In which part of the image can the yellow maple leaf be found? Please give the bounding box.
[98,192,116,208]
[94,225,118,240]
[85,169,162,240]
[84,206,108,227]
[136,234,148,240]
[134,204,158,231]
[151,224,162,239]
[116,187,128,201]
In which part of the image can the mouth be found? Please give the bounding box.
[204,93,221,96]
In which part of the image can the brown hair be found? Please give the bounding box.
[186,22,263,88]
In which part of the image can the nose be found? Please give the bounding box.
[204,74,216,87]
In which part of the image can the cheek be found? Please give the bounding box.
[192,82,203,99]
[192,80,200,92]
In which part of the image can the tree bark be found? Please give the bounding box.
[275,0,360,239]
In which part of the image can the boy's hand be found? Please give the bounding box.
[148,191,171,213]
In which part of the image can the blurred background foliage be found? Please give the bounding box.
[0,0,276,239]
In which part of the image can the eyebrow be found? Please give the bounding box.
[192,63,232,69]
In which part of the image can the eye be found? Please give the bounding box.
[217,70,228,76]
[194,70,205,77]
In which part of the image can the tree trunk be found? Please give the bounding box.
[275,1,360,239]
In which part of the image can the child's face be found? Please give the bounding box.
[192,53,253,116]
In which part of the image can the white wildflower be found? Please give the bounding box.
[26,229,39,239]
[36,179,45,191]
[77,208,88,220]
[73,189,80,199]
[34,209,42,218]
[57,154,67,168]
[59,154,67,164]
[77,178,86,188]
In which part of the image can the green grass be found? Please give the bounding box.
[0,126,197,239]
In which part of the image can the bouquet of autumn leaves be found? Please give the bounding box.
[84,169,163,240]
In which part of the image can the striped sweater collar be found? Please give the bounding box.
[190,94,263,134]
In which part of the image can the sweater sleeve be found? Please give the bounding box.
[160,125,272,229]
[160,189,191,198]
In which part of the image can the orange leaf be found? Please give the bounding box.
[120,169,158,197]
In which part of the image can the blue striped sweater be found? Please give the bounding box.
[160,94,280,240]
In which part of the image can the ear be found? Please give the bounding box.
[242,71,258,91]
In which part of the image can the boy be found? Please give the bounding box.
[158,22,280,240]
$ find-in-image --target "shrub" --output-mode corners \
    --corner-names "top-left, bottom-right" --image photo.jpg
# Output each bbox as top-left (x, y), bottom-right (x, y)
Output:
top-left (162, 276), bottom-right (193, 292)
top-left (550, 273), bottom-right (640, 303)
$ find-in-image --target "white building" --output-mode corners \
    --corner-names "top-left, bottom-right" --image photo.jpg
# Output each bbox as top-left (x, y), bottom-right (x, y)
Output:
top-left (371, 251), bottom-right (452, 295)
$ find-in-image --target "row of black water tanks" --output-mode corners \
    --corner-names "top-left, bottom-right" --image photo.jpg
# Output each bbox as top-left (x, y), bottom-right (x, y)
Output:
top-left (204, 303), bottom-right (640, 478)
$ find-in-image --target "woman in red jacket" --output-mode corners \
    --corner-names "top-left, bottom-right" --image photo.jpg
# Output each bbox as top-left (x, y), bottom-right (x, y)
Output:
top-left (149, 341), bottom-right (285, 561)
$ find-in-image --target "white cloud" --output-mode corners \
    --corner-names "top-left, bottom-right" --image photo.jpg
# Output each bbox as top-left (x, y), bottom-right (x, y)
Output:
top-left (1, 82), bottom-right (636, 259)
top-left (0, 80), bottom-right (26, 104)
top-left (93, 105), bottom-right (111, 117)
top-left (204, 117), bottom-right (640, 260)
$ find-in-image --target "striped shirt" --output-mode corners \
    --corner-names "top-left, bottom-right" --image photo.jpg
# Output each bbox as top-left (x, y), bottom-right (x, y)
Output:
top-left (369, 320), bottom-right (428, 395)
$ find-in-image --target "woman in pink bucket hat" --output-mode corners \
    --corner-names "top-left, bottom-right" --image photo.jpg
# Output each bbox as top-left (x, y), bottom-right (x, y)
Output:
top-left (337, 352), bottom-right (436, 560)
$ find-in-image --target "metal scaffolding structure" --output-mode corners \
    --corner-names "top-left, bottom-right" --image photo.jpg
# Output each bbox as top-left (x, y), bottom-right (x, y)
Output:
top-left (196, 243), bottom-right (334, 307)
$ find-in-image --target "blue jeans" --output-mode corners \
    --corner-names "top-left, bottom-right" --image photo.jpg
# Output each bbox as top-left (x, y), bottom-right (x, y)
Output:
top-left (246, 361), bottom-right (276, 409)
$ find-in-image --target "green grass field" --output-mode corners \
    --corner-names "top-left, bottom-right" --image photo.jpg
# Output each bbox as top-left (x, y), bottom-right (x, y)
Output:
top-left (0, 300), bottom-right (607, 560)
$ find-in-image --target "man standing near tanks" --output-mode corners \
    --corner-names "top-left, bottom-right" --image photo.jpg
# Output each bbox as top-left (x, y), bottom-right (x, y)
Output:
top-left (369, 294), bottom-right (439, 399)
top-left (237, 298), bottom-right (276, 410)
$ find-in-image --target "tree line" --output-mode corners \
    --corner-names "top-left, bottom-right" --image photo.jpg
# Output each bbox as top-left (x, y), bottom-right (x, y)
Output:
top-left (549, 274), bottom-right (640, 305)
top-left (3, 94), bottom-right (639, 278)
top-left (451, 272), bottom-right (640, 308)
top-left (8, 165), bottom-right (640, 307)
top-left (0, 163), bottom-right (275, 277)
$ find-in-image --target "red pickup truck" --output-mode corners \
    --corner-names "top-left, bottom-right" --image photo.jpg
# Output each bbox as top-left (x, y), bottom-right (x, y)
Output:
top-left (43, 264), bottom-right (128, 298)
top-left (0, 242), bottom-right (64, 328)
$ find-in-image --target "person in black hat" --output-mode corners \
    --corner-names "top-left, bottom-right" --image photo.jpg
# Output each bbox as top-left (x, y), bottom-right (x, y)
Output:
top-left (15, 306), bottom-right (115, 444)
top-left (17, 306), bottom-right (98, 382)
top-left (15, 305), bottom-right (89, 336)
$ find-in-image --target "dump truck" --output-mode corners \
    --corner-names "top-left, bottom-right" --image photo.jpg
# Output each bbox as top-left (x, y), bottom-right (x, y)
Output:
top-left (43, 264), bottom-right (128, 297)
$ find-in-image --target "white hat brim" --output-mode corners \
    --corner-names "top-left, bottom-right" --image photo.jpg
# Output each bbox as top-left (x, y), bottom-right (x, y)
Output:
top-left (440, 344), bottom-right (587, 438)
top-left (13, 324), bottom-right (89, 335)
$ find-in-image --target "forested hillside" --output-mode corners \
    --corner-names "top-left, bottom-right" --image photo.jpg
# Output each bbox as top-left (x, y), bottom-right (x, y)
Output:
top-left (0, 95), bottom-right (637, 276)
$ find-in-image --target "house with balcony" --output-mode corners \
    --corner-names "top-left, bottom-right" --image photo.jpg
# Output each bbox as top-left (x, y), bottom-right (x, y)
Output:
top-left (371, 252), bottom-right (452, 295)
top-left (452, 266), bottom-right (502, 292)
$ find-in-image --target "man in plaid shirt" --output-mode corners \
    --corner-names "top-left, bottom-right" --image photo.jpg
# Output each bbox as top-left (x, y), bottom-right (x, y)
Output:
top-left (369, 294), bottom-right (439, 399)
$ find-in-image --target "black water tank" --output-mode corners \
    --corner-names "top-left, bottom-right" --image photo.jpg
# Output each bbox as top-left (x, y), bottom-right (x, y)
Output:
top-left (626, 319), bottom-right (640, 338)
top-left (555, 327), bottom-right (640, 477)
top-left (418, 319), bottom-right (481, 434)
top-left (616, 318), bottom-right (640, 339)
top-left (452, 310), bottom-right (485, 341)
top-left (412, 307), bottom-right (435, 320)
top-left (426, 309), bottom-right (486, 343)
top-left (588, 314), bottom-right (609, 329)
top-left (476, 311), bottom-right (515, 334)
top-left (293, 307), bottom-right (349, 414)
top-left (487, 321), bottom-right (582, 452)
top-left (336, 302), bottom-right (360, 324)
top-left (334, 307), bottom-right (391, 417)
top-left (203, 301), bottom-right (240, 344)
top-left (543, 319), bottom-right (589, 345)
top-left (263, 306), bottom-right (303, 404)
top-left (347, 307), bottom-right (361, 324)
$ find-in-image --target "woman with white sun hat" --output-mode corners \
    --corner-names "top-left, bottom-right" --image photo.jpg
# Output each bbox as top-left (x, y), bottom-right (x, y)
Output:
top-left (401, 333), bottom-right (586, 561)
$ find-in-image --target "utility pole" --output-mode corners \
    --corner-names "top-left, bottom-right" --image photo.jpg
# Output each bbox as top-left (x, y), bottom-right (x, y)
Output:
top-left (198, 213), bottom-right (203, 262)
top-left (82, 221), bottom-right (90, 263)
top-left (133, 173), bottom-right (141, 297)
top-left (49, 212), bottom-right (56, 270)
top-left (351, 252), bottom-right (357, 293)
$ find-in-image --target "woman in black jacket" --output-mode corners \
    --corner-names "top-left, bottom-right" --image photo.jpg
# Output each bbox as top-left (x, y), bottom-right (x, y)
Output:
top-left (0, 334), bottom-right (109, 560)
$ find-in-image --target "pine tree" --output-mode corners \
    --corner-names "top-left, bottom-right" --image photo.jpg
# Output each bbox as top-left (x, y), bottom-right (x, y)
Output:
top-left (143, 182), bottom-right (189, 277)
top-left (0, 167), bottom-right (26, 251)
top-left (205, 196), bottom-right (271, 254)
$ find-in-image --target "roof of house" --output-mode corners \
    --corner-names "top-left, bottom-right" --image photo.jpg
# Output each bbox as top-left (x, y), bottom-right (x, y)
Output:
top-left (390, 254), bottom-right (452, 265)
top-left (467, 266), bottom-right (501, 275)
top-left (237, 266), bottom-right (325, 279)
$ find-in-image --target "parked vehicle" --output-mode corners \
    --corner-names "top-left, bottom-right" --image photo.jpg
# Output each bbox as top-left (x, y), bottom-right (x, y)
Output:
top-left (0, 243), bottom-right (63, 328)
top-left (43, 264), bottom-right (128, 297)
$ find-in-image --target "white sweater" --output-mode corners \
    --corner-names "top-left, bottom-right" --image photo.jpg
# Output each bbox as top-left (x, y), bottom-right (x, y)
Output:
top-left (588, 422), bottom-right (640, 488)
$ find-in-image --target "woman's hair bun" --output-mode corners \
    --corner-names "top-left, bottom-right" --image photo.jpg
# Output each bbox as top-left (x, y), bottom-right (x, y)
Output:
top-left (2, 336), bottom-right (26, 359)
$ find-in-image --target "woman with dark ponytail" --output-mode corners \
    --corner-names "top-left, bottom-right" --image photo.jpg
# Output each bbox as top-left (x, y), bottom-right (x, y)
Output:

◆ What the task requires:
State only the number of lines in these entries that contain "shirt".

◆ Completed task:
2